> Aim of the task
Every line of the material below needs to be written out exactly, please.

::: Records to use

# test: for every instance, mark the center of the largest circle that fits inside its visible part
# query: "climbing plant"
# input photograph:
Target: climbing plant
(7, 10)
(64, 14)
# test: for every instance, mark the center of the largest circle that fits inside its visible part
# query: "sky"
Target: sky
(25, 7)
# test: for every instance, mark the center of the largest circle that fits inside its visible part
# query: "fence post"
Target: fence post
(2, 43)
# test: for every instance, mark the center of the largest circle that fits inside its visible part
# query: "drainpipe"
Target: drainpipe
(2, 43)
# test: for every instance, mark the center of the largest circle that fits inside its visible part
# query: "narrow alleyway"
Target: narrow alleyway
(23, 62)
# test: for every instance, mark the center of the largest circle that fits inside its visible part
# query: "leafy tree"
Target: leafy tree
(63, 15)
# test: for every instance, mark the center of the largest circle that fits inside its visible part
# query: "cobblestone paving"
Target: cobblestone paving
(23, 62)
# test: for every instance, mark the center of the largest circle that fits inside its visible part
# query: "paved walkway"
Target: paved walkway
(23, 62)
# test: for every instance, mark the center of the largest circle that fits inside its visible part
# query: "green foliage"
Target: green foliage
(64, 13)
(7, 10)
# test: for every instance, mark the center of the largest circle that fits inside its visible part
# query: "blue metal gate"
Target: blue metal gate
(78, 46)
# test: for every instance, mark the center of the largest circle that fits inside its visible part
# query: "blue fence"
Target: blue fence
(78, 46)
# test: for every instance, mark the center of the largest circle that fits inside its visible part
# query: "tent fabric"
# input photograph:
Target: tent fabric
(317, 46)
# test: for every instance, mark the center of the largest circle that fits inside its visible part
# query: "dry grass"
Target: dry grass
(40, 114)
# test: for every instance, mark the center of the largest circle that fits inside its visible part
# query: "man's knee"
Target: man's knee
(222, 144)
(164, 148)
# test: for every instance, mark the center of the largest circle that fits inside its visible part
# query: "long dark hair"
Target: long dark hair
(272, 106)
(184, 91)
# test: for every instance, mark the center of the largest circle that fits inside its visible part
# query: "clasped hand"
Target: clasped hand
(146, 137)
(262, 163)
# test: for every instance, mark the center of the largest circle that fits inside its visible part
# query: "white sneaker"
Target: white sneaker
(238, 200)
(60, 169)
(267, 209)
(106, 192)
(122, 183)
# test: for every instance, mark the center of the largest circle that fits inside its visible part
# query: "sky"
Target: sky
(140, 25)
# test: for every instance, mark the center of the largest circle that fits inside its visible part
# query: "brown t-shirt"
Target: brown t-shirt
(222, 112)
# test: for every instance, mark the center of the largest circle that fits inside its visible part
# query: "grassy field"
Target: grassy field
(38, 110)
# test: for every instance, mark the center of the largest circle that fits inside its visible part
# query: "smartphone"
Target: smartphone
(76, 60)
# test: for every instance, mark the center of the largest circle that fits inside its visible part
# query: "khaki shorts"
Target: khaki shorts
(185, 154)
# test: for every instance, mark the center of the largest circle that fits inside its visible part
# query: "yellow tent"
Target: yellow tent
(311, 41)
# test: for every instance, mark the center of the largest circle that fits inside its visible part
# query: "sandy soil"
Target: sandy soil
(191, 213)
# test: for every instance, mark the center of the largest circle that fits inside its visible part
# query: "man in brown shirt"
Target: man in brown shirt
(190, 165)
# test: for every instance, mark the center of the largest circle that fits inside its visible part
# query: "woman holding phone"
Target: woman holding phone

::::::

> Answer space
# test: for every instance, mark the center of the largest circle that fits inside its visible part
# query: "climbing plant"
# input photograph:
Target: climbing plant
(7, 10)
(64, 14)
# test: for every instance, mark the center of the largest circle that fits inside its visible part
# query: "sky"
Target: sky
(25, 7)
# test: for every instance, mark the center of the largest circle that fits inside its visible part
# query: "fence post"
Target: fence post
(2, 43)
# test: for every instance, mark the center of the largest circle that fits inside its visible part
# query: "drainpipe"
Target: drainpipe
(2, 43)
# test: for every instance, mark the center of the largest circle that fits inside its visible part
# query: "narrow alleyway"
Target: narrow alleyway
(23, 62)
# test: for every instance, mark the center of the largest circle that fits inside its visible part
# query: "leafy tree"
Target: leafy tree
(63, 15)
# test: for every instance, mark the center of the largest circle that fits inside its visible part
# query: "cobblestone paving"
Target: cobblestone paving
(23, 62)
# test: for every instance, mark the center of the largest circle that fits inside its visible part
# query: "paved walkway"
Target: paved walkway
(23, 62)
# test: for every instance, mark the center of the largest circle that fits inside its visible part
# query: "green foliage"
Target: green foliage
(64, 13)
(7, 10)
# test: for every instance, mark the center of the largest circle that fits inside its visible part
# query: "blue metal gate"
Target: blue metal gate
(78, 46)
# test: for every instance, mark the center of the largest circle that fits inside its visible part
# query: "blue fence"
Target: blue fence
(78, 46)
# test: for every instance, mark the center of the largest circle that fits inside its visible part
# query: "tent fabric"
# input photograph:
Target: tent fabric
(317, 46)
# test: for every instance, mark the center of the largest circle that fits inside its visible part
# query: "dry grass"
Target: dry grass
(40, 114)
# test: for every instance, mark the center of the largest circle that fits inside its visible part
# query: "man's knee"
Target: man's knee
(222, 144)
(164, 148)
# test: for every instance, mark the center of the largest circle that fits inside its visible part
# query: "long dark hair"
Target: long dark hair
(272, 106)
(184, 91)
# test: for every instance, mark the center of the largest circle that fits inside its visible part
# query: "clasped hand"
Target: clasped hand
(146, 137)
(262, 163)
# test: for every instance, mark the center of the largest circle that fits inside its visible part
# query: "white sneaker"
Target: white sneaker
(238, 200)
(60, 169)
(267, 209)
(106, 192)
(122, 183)
# test: for every instance, mark the center of the largest circle that fits inside its visible part
# query: "sky"
Target: sky
(140, 25)
# test: for every instance, mark the center of the largest circle that fits inside its visible part
# query: "brown t-shirt"
Target: brown t-shirt
(222, 112)
# test: for every instance, mark the center of the largest circle that fits inside its visible part
# query: "grassy field"
Target: grassy field
(38, 110)
# test: for every instance, mark the center of the largest circle that fits inside its visible part
# query: "smartphone"
Target: smartphone
(76, 60)
# test: for every instance, mark the center of the largest circle that fits inside its visible part
# query: "khaki shorts"
Target: khaki shorts
(185, 154)
# test: for every instance, mark the center of the largest circle that fits inside its visible part
# query: "yellow tent"
Target: yellow tent
(311, 41)
# test: for every instance, mark the center of the largest circle that fits inside its visible part
# query: "sandy soil"
Target: sandy soil
(191, 213)
# test: for every instance, mark the center of the largest circle that fits inside its visible part
# query: "man in brown shirt"
Target: man in brown shirt
(190, 165)
# test: for every instance, mark the center of the largest circle that fits inside its visible part
# query: "woman holding phone"
Target: woman holding phone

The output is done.